── Text shown ──

In Figure 2, the calculated correlation coefficient has a clear peak on the time axis, with a TOF of 17.36 μs corresponding to the peak. The calculated results were in good agreement with the theoretical settings, so the algorithm is suitable for ultrasonic signal processing in ultrasonic velocity measurements.

3. Theoretical Model between Ultrasonic Velocity and Temperature

Ultrasound is defined as an elastic wave of high frequency that propagates in a medium. Therefore, when an elastic wave propagates in an isotropic medium without being affected by volume stress, the ultrasonic longitudinal wave velocity, denoted as $c_{\mathrm{L}}$, can be found from the following equation:

$$c_{\mathrm{L}}=\sqrt{\frac{E(1-\upsilon )}{\rho (1+\upsilon )(1-2\upsilon )}},$$

(7)

where ρ is density, υ is Poisson’s ratio, and E is Young’s modulus.

───

#### To-do list:
a – Answer these questions from the ultrasonic velocity excerpt, one per line:
(i) What TOF corresponds to the peak in Figure 2?
(ii) What does υ stand for in equation (7)?
(iii) How is ultrasound defined?
b – Extend the ultrasonic velocity excerpt, starting right after its final sentence.
The lines that come after this have nothing to do with the ultrasonic velocity excerpt.

── Stored data ──

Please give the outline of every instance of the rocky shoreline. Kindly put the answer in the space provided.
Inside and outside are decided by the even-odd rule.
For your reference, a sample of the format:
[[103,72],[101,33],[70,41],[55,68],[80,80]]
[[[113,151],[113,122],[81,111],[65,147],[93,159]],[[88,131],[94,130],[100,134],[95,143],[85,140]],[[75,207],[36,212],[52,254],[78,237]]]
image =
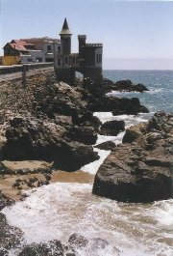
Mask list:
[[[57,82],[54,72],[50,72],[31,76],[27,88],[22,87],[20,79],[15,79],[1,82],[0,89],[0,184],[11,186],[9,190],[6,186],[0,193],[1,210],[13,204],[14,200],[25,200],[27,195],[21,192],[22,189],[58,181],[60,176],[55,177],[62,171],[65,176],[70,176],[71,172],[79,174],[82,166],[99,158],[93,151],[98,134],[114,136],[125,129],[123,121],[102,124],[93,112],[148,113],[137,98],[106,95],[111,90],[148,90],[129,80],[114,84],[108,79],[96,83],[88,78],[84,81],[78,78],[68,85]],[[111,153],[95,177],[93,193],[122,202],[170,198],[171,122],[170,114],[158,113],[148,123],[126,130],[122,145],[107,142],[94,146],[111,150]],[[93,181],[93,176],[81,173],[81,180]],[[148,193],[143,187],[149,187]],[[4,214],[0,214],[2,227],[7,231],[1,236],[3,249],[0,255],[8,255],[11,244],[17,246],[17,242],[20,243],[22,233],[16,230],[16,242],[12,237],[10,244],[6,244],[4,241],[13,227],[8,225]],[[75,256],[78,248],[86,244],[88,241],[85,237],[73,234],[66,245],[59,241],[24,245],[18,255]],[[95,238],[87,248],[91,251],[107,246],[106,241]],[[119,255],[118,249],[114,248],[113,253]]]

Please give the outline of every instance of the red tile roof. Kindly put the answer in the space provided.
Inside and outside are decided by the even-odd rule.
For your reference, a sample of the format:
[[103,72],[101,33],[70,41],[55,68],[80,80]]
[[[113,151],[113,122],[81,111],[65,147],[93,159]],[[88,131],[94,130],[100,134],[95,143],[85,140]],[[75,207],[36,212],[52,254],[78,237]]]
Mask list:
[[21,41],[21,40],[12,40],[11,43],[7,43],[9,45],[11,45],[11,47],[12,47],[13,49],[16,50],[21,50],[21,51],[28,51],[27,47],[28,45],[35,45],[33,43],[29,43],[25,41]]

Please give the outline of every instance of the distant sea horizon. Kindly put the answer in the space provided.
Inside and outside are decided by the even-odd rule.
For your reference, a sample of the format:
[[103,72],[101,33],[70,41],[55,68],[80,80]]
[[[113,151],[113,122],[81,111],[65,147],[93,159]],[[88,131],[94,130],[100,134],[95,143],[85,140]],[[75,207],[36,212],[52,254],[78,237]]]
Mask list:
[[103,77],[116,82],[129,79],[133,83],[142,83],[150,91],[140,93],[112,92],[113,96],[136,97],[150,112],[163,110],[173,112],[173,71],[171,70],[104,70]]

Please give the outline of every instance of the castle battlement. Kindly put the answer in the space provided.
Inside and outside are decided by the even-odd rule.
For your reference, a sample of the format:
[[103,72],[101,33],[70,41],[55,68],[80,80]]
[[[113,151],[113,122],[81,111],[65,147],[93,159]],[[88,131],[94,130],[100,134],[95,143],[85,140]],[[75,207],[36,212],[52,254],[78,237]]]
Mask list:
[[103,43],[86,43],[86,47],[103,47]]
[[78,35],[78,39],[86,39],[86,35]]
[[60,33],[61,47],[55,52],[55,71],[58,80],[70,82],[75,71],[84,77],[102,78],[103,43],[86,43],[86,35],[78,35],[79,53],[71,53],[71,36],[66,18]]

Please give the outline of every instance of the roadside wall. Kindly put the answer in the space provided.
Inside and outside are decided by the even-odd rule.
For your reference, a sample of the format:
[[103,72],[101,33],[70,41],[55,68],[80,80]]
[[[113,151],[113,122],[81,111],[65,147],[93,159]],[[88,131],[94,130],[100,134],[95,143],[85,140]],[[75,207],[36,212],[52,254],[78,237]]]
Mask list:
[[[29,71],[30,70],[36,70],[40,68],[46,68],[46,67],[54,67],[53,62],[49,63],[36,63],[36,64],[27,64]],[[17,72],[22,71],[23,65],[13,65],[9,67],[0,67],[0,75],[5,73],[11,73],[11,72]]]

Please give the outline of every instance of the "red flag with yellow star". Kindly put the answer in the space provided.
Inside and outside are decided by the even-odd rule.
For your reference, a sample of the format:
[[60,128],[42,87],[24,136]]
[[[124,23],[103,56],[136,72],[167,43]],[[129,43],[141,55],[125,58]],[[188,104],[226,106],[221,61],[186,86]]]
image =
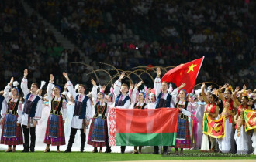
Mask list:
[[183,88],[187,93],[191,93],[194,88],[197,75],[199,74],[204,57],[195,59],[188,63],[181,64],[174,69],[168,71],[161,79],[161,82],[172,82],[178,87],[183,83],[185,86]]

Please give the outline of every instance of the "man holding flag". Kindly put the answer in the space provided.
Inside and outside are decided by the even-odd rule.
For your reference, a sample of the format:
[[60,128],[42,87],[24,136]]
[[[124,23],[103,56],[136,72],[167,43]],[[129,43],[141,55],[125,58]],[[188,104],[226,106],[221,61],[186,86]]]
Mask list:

───
── Stored data ──

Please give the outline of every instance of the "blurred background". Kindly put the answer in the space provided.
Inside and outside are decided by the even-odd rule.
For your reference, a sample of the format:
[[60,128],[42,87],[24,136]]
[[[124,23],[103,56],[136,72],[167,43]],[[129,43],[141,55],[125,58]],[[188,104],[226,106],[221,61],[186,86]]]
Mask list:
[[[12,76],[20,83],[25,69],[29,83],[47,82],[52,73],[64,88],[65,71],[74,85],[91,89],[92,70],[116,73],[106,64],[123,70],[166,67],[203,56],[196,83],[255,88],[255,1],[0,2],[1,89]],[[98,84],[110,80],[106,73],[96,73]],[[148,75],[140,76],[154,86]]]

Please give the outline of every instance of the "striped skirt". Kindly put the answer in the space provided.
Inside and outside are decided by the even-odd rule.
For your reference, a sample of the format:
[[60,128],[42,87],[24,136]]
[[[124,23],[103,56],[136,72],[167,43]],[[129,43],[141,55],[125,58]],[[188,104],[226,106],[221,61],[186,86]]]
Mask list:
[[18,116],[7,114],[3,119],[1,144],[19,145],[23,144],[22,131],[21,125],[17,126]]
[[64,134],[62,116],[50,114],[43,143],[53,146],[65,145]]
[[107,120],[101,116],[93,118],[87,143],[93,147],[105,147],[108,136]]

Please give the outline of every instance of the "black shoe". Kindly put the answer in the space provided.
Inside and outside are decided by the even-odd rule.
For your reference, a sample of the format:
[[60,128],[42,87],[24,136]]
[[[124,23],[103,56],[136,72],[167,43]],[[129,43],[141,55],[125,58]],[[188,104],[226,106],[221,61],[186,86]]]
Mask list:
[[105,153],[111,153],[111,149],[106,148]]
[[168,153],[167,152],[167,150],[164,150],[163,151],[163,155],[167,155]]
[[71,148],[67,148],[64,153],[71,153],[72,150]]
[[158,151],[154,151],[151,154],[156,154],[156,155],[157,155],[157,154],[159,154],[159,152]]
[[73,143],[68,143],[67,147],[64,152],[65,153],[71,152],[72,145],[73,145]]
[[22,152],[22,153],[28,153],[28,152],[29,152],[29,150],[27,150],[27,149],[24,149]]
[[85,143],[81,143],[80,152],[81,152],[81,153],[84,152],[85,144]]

───

#### Exercise answers:
a –
(i) 17.36 μs
(ii) Poisson's ratio
(iii) As an elastic wave of high frequency that propagates in a medium

b –
Equation (7) indicates that the $c_{\mathrm{L}}$ in the material is mainly related to Young’s modulus, density, and Poisson’s ratio. For ULE glass, within the upper limit of 11.5 wt%, slight changes in the TiO₂ content will not change the density or Poisson’s ratio but will cause changes to Young’s modulus [23]. Therefore, the difference in $c_{\mathrm{L}}$ is mainly determined by the difference in Young’s modulus. Then, the effect of temperature on the ultrasonic velocity essentially reflects its effect on Young’s modulus. The microscopic analysis of Young’s modulus shows that the reaction of a solid to all forces comes from the potential energy of the interaction between atoms. The interaction potential U(r) of a pair of two atoms separated by r can be expressed as:

$$U(r)=-\frac{A}{r^n}+\frac{B}{r^m}\mathrm{,}$$

(8)

where A, B, n, and m are all positive constants. The first term represents the energy of attraction, and the second term represents the energy of repulsion.

Assuming that the solid is stretched along the crystal axis when the tensile force changes df, the interatomic distance r changes to dr. At this time, the cross-sectional area r² of a unit cell is regarded as inconvenient. Then, Young’s elastic modulus can be expressed as:

$$E=\frac{\sigma }{\epsilon }=\frac{\frac{\mathrm{d}f}{r^2}}{\frac{\mathrm{d}r}{r}}=\frac{\mathrm{d}f}{r\mathrm{d}r}\mathrm{,}$$

(9)

where σ and ε represent the stress and strain, respectively.

Since the binding force f of the tensioned solid is only related to the first term of Equation (8), its magnitude is:

$$f(r)=-\frac{\mathrm{d}U(r)}{\mathrm{d}r}=-\frac{nA}{r^{n+1}}.$$

(10)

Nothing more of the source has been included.